- **Exercise**: Each line that contains the word "mint" counts once; give the total for the records below and nothing else.

[Collected data entries]

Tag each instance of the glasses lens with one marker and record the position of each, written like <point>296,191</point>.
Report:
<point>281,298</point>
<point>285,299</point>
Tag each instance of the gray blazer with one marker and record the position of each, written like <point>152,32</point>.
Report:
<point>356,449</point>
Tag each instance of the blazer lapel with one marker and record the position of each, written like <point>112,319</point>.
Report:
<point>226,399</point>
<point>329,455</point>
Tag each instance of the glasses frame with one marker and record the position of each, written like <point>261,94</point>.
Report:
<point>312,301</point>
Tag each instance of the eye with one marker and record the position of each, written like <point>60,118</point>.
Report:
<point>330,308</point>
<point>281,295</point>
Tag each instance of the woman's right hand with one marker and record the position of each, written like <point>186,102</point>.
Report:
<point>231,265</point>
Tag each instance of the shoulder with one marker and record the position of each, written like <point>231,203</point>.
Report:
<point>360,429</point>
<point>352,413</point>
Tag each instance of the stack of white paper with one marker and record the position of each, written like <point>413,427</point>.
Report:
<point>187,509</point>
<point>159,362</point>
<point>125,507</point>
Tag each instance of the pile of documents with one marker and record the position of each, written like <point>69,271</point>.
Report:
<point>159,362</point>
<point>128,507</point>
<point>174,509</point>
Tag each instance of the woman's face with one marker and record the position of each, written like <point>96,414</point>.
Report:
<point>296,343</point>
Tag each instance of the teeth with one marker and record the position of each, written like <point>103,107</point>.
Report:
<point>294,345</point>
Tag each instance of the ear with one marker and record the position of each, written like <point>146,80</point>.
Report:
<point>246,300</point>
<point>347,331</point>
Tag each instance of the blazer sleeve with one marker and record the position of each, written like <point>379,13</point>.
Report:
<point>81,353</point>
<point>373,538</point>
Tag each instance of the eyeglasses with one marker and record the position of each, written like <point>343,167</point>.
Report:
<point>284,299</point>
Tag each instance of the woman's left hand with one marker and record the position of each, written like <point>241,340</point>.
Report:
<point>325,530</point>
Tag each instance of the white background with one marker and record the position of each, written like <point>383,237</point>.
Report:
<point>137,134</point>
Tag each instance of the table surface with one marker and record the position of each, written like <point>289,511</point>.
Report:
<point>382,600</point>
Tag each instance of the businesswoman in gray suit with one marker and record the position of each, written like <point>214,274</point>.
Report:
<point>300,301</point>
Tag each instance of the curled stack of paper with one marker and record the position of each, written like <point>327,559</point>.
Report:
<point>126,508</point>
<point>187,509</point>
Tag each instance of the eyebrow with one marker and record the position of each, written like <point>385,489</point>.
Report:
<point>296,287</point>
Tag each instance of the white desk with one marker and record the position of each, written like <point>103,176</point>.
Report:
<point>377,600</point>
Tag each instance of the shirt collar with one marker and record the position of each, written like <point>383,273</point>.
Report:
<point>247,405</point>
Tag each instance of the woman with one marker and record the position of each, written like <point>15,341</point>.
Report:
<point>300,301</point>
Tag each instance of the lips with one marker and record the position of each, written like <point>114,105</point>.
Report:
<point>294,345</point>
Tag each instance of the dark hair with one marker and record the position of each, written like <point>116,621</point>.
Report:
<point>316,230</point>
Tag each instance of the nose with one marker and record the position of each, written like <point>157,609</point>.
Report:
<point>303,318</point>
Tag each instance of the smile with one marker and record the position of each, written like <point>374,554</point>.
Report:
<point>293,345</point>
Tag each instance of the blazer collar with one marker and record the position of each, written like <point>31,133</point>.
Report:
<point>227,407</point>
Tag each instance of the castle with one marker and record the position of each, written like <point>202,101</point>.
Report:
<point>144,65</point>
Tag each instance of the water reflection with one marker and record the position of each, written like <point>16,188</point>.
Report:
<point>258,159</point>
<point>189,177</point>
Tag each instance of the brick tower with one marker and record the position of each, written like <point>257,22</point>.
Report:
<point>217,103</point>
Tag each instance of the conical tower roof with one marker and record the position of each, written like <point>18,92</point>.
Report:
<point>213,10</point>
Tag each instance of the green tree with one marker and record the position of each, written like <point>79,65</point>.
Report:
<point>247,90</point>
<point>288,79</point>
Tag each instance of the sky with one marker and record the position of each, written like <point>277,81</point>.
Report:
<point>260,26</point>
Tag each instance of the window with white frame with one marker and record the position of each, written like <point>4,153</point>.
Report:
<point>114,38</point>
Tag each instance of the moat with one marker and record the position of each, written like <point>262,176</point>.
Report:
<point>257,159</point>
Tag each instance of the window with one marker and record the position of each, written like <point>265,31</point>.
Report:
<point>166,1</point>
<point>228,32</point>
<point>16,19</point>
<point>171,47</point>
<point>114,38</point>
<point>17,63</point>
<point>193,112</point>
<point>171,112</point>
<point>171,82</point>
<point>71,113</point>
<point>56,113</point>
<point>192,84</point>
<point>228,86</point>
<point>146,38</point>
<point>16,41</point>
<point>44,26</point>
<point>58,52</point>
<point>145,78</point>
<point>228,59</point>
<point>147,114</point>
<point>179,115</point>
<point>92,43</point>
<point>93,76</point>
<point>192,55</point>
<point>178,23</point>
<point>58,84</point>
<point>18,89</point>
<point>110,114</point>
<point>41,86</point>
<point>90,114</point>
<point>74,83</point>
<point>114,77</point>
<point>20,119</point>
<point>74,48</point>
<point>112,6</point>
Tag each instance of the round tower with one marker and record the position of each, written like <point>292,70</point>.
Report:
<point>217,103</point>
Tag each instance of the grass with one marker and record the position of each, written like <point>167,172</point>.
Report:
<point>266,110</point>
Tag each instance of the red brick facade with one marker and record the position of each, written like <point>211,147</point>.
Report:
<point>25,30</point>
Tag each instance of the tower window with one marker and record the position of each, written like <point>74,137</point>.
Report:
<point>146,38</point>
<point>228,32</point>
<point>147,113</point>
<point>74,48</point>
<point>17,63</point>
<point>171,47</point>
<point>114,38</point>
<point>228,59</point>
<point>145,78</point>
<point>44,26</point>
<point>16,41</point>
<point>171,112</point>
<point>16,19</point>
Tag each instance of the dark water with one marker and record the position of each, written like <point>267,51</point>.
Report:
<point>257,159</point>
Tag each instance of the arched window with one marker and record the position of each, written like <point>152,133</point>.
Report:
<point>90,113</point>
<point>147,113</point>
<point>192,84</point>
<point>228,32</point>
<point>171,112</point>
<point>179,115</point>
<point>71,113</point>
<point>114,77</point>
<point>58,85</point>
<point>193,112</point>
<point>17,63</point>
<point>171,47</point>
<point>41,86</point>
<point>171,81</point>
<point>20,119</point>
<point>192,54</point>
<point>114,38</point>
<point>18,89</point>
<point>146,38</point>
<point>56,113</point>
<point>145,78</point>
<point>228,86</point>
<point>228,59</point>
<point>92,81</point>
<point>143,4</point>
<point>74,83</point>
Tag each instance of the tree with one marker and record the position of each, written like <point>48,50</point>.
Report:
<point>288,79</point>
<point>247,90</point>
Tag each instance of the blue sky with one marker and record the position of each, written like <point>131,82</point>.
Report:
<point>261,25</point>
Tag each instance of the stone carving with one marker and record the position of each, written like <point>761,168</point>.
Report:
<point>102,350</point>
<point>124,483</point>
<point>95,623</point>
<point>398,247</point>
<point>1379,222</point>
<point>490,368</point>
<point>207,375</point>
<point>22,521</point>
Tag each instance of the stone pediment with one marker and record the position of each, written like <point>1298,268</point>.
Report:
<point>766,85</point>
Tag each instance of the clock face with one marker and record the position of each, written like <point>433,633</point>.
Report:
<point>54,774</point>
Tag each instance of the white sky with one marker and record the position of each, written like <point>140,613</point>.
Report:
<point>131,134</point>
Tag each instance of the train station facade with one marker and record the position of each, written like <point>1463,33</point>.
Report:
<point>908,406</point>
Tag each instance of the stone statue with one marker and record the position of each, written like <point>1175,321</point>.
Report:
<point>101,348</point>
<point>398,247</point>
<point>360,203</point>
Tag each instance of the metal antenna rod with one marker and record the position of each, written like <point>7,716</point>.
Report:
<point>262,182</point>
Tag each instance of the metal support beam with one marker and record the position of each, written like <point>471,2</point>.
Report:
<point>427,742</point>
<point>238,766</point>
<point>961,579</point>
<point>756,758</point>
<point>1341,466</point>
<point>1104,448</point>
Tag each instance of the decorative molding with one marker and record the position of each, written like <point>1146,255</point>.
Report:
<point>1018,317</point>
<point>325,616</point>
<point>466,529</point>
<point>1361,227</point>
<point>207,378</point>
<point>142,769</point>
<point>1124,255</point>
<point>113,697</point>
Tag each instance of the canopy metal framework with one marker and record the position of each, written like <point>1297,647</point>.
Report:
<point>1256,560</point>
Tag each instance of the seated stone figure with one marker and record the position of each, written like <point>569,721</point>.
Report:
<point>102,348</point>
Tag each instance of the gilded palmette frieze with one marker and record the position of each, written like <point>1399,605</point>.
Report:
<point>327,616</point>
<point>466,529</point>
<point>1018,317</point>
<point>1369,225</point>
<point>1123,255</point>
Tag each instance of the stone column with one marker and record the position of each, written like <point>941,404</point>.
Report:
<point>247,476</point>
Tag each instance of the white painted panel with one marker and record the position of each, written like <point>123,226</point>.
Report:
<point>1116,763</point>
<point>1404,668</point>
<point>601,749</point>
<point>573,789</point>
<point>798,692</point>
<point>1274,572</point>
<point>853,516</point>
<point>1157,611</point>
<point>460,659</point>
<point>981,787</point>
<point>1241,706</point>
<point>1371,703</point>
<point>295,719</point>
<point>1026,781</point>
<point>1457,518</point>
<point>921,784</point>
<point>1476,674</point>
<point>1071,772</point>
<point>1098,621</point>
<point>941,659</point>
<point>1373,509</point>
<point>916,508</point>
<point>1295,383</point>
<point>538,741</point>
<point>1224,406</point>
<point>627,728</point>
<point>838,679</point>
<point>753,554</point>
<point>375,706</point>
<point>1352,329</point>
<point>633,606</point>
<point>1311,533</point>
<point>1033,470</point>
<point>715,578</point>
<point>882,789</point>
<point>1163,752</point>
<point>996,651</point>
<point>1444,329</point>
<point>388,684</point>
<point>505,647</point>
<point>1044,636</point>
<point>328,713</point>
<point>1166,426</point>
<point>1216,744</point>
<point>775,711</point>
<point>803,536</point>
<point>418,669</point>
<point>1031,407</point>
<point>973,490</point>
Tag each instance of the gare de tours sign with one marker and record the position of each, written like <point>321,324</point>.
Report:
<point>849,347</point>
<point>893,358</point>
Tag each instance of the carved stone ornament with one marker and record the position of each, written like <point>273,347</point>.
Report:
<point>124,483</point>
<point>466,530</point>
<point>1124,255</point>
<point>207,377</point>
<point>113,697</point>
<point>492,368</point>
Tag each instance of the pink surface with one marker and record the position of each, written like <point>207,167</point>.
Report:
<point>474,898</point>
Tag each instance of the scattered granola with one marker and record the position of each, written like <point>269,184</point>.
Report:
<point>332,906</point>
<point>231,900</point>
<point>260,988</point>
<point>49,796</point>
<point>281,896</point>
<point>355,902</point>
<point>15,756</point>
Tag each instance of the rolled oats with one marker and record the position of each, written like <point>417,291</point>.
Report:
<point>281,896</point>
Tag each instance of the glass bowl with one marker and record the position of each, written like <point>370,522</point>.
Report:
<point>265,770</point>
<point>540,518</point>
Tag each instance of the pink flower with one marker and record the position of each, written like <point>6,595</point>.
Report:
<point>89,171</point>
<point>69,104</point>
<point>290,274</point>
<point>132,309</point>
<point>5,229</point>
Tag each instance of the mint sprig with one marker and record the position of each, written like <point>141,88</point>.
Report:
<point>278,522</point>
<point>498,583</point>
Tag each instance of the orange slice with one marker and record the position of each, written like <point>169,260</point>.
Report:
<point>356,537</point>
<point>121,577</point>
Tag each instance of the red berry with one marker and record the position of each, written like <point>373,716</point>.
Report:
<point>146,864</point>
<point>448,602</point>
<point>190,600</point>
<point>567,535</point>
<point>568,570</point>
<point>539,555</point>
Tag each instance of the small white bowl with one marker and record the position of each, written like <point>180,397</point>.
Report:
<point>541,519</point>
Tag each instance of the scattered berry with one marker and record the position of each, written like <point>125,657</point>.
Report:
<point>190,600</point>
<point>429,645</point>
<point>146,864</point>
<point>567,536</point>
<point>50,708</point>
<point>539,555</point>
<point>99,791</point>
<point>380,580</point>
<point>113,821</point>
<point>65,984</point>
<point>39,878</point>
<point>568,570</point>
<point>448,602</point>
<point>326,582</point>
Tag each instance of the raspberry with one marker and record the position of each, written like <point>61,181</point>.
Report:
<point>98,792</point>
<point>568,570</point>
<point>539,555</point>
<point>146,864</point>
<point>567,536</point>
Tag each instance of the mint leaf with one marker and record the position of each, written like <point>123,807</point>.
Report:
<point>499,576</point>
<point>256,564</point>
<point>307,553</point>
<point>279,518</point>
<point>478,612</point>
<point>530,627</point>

- **Written answer**: 2